-------- Material provided --------
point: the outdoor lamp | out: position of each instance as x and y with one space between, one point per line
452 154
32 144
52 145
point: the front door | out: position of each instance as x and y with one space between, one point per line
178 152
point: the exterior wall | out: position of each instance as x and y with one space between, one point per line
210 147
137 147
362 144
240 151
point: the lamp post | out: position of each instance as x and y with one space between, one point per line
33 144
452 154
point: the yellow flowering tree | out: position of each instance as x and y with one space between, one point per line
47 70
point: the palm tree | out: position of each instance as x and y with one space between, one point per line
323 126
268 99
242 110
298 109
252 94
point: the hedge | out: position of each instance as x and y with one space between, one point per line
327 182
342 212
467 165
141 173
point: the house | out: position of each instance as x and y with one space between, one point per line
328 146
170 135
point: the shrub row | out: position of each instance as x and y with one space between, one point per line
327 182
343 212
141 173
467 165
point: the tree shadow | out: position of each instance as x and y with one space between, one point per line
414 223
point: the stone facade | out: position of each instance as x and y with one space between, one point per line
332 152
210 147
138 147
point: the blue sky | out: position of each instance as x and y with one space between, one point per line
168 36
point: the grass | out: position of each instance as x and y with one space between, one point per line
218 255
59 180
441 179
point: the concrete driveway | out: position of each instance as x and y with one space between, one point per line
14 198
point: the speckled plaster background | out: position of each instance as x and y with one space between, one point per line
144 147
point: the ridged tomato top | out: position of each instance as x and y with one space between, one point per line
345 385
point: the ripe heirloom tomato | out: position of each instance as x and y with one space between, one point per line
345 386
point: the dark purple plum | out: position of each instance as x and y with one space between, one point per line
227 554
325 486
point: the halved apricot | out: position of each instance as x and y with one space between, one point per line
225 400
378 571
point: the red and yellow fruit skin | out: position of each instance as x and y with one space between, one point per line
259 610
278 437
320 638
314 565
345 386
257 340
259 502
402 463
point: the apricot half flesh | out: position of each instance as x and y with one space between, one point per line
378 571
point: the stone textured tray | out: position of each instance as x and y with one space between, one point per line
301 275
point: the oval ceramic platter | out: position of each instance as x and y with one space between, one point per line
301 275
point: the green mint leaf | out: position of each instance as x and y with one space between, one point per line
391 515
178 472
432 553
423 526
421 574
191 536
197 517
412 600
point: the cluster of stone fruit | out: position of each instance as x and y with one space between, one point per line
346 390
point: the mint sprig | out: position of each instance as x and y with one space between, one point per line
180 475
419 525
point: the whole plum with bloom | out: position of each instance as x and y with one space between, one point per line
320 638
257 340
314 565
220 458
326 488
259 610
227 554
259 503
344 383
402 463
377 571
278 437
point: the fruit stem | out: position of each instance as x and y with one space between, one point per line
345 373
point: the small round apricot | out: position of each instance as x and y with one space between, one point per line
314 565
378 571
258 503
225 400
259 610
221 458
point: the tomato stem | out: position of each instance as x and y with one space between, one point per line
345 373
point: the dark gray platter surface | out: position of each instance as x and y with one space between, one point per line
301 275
--------
▸ **What you need to do**
Repeat the entries above exactly, leaving nothing out.

▸ **Response box**
point: the outdoor lamp | out: position of each instance as x and y with one space between, one point per line
452 154
32 144
52 145
point: the front door | out: position of each instance as x and y with one space between, one point per line
178 152
point: the exterior wall | out: position of each instance as x and y with one space between, one point per line
210 147
137 147
362 144
240 151
point: the lamp post | out: position of each instance as x and y with one space between, one point per line
33 144
452 154
point: the yellow flowering tree | out: position of each instance as x and y with one space between, one point per line
47 70
point: the palm tree | out: position of each instance as x and y with one space between, one point per line
323 126
268 99
242 110
298 109
252 94
point: the hedge | out: position of each instance as x and y with one space between, one point per line
327 182
342 212
467 165
141 173
point: the house | out: position of each instance as x and y with one space between, one point per line
328 146
170 135
point: the shrub row | out: position of each instance as x and y with one space between, one point per line
327 182
343 212
141 173
467 165
point: the tree shadow | out: position of each instance as x and y with one space between, one point per line
414 223
point: the stone facade | out: position of each instance as x and y with one space between, one point per line
332 152
210 147
138 147
point: the blue sky | out: position of each instance as x and y with one space between, one point per line
168 36
point: the grass | out: position of each instance as x and y with one space between, one point per line
218 255
59 180
441 179
point: the concrete driveway | out: position of each instance as x and y with one space between, one point per line
14 198
point: the speckled plaster background | out: position of each instance as x and y with one space between, one point per line
144 147
point: the ridged tomato top | out: position of each instance as x and y with one space between, one point per line
345 385
point: the ripe heirloom tomato | out: position of each instance as x and y with one space between, one point per line
345 386
point: the dark purple plum | out: position of each instance as x and y with one space between, one point per line
227 554
325 486
point: the halved apricot | out: position of each instance as x and y with one space between, one point per line
225 400
378 571
point: the red and yellow fruit skin | out: position of each instance as x and y with one space between, one point per line
259 610
278 437
320 638
314 565
345 386
257 340
259 502
402 463
point: the apricot half flesh | out: position of each instance as x and y with one space between, one point per line
378 571
point: the stone textured tray | out: position of each instance as x and y with one space between, one point per line
301 275
point: the oval ceramic platter | out: position of each instance as x and y with one space between, one point per line
301 275
point: the green mint leaf | out: position of each instance as x and y with one space between, one point per line
391 515
178 472
432 553
423 526
421 574
191 536
197 517
412 600
point: the cluster of stone fruit | out: position of each instance as x and y with one space between, one point per line
346 390
point: the mint sprig | out: position of each instance as x and y with one space between, one point per line
180 475
419 525
point: the whole plum with bloom | out: position of each instance as x and y with one space between, one point per line
320 638
257 340
314 565
220 458
326 488
259 610
227 554
259 503
344 383
402 463
377 571
278 437
point: the fruit stem | out: position of each instance as x and y with one space between, one point per line
345 373
point: the small round apricot | out: position of each instance as x and y with one space between, one point per line
314 565
378 571
258 503
225 400
259 610
221 458
point: the tomato stem | out: position of each instance as x and y with one space between, one point per line
345 373
point: the dark gray platter surface | out: position of each instance as x and y with one space between, one point per line
301 275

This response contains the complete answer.